[What you have to do] Convert the rows below into a numbered list, leaving out blank lines.
┏━━
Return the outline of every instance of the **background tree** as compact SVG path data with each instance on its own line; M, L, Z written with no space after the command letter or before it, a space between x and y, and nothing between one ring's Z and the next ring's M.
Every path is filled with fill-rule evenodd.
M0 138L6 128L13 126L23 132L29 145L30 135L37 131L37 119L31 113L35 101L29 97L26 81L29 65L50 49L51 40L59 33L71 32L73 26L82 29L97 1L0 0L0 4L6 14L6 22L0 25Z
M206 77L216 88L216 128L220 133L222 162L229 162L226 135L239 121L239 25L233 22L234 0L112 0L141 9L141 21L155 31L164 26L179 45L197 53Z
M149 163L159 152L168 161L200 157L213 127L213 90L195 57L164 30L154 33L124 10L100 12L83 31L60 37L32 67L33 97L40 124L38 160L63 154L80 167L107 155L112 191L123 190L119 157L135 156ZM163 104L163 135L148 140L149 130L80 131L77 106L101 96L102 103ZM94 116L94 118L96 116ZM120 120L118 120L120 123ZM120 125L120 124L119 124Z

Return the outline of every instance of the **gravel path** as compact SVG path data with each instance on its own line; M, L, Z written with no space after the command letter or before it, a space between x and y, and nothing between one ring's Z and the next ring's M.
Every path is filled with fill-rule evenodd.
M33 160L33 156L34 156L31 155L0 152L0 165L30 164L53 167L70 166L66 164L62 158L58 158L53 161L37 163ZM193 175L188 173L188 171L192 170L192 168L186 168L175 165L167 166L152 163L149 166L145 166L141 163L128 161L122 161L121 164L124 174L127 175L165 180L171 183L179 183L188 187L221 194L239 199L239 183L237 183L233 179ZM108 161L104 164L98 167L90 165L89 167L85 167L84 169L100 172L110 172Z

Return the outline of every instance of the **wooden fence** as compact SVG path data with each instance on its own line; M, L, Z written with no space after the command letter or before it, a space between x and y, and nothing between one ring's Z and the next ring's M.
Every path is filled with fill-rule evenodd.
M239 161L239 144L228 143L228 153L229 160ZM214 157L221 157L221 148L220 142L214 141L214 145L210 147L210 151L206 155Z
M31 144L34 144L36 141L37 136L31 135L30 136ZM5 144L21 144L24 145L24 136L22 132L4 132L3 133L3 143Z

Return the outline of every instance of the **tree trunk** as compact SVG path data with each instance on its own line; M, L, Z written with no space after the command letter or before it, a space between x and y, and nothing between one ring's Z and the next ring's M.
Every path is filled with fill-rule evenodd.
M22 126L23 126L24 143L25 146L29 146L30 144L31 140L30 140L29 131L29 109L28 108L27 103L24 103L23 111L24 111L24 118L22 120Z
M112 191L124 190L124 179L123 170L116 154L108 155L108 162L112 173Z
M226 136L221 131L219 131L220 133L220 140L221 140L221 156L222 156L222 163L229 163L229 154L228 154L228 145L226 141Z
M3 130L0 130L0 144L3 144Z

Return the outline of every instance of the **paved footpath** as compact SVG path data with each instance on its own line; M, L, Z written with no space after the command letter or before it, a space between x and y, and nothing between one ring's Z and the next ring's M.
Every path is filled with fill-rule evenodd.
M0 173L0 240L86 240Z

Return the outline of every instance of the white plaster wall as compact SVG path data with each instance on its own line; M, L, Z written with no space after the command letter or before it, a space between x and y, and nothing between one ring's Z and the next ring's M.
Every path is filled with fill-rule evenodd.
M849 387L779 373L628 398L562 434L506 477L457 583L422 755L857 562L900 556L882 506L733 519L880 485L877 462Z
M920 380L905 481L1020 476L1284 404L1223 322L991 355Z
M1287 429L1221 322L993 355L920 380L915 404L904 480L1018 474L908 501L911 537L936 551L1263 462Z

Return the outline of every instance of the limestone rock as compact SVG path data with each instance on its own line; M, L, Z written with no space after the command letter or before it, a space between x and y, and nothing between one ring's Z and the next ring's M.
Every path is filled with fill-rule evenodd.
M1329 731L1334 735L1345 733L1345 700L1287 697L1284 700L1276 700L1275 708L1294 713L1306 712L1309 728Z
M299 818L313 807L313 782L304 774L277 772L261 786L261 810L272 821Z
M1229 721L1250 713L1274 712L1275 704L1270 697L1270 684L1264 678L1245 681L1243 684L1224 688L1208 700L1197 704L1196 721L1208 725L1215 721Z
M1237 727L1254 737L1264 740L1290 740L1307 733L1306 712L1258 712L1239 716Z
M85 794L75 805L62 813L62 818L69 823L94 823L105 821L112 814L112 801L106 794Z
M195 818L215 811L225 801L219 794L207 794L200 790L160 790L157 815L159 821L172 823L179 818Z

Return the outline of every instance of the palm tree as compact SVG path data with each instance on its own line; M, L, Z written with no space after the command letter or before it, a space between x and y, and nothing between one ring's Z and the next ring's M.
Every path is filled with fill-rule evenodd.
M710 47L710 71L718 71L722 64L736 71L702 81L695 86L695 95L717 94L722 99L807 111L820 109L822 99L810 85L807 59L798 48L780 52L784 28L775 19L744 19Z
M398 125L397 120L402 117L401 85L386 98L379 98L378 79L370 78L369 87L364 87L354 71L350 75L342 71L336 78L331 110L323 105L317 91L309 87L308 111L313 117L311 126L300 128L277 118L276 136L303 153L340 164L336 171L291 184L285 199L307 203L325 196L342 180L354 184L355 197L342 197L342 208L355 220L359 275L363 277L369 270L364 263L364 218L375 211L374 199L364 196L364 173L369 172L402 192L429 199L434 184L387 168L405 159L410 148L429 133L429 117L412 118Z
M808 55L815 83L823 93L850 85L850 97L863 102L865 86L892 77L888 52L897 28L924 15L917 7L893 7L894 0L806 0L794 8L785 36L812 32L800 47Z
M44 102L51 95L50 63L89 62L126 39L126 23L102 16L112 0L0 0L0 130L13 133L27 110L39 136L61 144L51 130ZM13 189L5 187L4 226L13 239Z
┗━━
[Written reply]
1. Return the outline of every instance of the **background tree** as compact SVG path data with each instance on its own line; M, L, Z written with no space after the command letter or before it, a space between x and y, and nothing between one ring's Z and the next ring's M.
2. Every path is filled with fill-rule evenodd.
3. M0 138L6 128L13 126L23 132L29 145L30 135L37 131L37 119L31 113L35 101L29 97L26 81L29 65L50 49L51 40L59 33L71 32L73 26L82 29L97 1L0 0L0 4L6 14L6 22L0 25Z
4. M206 77L216 88L216 128L220 133L222 162L229 162L226 135L239 121L239 25L233 22L234 0L112 0L141 9L141 21L155 31L164 26L179 45L197 53Z
5. M149 163L159 152L168 161L200 157L213 127L213 90L195 57L164 30L154 33L124 10L100 12L83 31L60 37L32 67L33 97L40 124L38 160L63 154L80 167L107 155L112 191L123 190L119 157L135 156ZM163 104L163 135L148 140L149 130L80 131L77 106L101 96L102 103ZM94 116L94 118L96 116ZM120 120L118 120L120 123ZM120 125L120 124L119 124Z
6. Return the outline of every instance of the **gravel path** as compact SVG path data with each instance on its own line; M, L, Z written with no space after the command letter or before it, a space between x and y, and nothing between one ring's Z and the next ring's M.
7. Every path is filled with fill-rule evenodd.
8. M33 160L33 156L34 156L31 155L0 152L0 165L30 164L53 167L70 166L66 164L62 158L58 158L53 161L37 163ZM193 175L188 173L188 171L192 170L192 168L186 168L175 165L167 166L152 163L149 166L145 166L141 163L128 161L122 161L121 164L124 174L127 175L165 180L171 183L179 183L188 187L221 194L239 199L239 183L237 183L233 179ZM108 161L104 164L98 167L90 165L89 167L85 167L84 169L100 172L110 172Z
9. Return the outline of every instance of the **wooden fence** as compact SVG path data with each instance on its own line; M, L, Z written with no space after the command letter or before it, a space between x and y, and nothing between one ring's Z and the next ring's M.
10. Every path is filled with fill-rule evenodd.
11. M239 161L239 144L228 143L228 153L229 160ZM214 157L221 157L221 148L220 142L214 141L214 145L210 147L210 151L206 155Z
12. M31 144L34 144L36 141L37 136L31 135L30 136ZM5 144L21 144L24 145L24 136L22 132L4 132L3 133L3 143Z
13. Return the outline of every instance of the **tree trunk** as compact SVG path data with each instance on its own line; M, L, Z written with no space after the command letter or before it, a space between x and y, and nothing between one ring's Z and the next ring's M.
14. Every path is filled with fill-rule evenodd.
15. M22 126L23 126L24 143L25 146L29 146L30 144L31 140L30 140L29 131L29 109L28 108L27 103L24 103L23 111L24 111L24 118L22 120Z
16. M112 191L124 190L124 179L123 170L116 154L108 155L108 162L112 173Z
17. M226 136L221 131L219 131L220 133L220 140L221 140L221 156L222 156L222 163L229 163L229 154L228 154L228 145L226 141Z
18. M3 130L0 130L0 144L3 144Z
19. Return the outline of every instance of the **paved footpath** as compact SVG path data with each instance on its own line; M, L, Z written with no space after the command letter or before it, a space between x and y, and nothing between one ring's Z and the next ring's M.
20. Every path is filled with fill-rule evenodd.
21. M0 173L0 240L86 240Z
22. Return the outline of every instance of the white plaster wall as compact SVG path data with each instance on its own line; M, L, Z written with no space after the command letter or before it, a space between x and y, and nothing between one ring's Z and the next ring's M.
23. Every path is filled with fill-rule evenodd.
24. M849 387L779 373L628 398L562 434L506 477L457 583L422 755L857 562L900 556L882 506L733 519L880 485L877 462Z
25. M920 380L905 481L1020 476L1284 404L1223 322L991 355Z
26. M1287 429L1221 322L993 355L920 380L915 404L904 480L1018 474L908 501L911 537L936 551L1263 462Z
27. Return the outline of every instance of the limestone rock as compact SVG path data with each instance on its own line; M, L, Z written with no space after the command letter or before it, a space between x and y, and nothing between one ring's Z and the next ring's M.
28. Every path is filled with fill-rule evenodd.
29. M1329 731L1334 735L1345 733L1345 700L1287 697L1284 700L1276 700L1275 708L1294 713L1306 712L1309 728Z
30. M299 818L313 807L313 782L304 774L277 772L261 786L261 810L272 821Z
31. M1229 721L1250 713L1274 712L1275 704L1270 697L1270 684L1264 678L1245 681L1243 684L1224 688L1208 700L1197 704L1196 721L1208 725L1215 721Z
32. M1237 727L1254 737L1264 740L1290 740L1307 733L1306 712L1258 712L1239 716Z
33. M85 794L75 805L62 813L62 818L69 823L94 823L105 821L112 814L112 801L106 794Z
34. M195 818L215 811L225 801L219 794L207 794L200 790L160 790L157 815L159 821L172 823L179 818Z
35. Return the outline of every instance of the palm tree as compact SVG path data with each instance on its own line; M, L, Z written with no space after the command letter or before it, a space between x and y, and nothing between one ring's Z and the next ring's M.
36. Every path is filled with fill-rule evenodd.
37. M710 47L710 71L718 71L722 64L736 71L702 81L695 86L695 95L717 94L722 99L807 111L820 109L822 99L810 85L807 59L798 48L780 52L784 28L775 19L744 19Z
38. M398 125L397 120L402 117L401 85L386 98L379 98L378 79L370 78L369 87L364 87L354 71L350 75L342 71L336 78L331 110L323 105L317 91L309 87L308 111L313 117L311 126L300 128L277 118L276 136L303 153L340 164L336 171L291 184L285 199L307 203L325 196L342 180L354 184L355 197L342 197L342 208L355 220L359 275L363 277L369 270L364 263L364 218L375 211L374 199L364 196L364 173L369 172L402 192L429 199L434 184L387 168L405 159L410 148L429 133L429 117L412 118Z
39. M808 55L815 83L823 93L850 85L850 97L863 102L865 86L892 77L888 52L897 28L924 15L917 7L893 7L894 0L806 0L794 8L785 36L812 32L800 47Z
40. M44 102L51 95L50 63L89 62L126 39L126 23L102 16L112 0L0 0L0 130L13 133L27 110L39 136L61 144L51 130ZM13 189L5 187L4 226L13 239Z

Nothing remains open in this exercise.